(Stored data entries)
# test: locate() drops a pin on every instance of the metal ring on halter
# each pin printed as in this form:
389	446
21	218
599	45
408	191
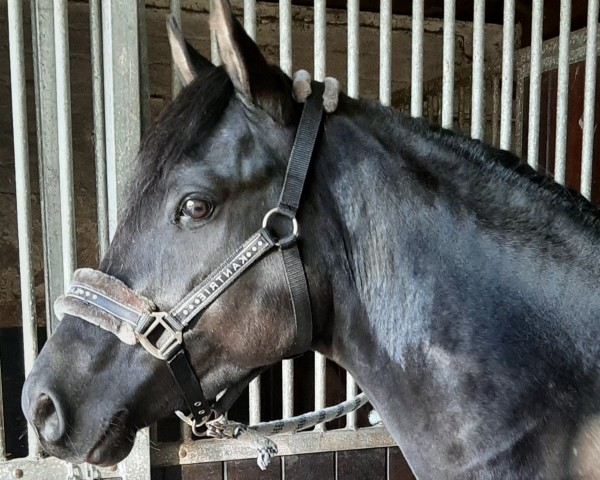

- Description of the task
Transcribe the records above exactly, without images.

- Result for this task
# test: locate() drops a pin on every instance of the metal ring on halter
# each pin printed as in this form:
389	446
21	218
599	45
408	191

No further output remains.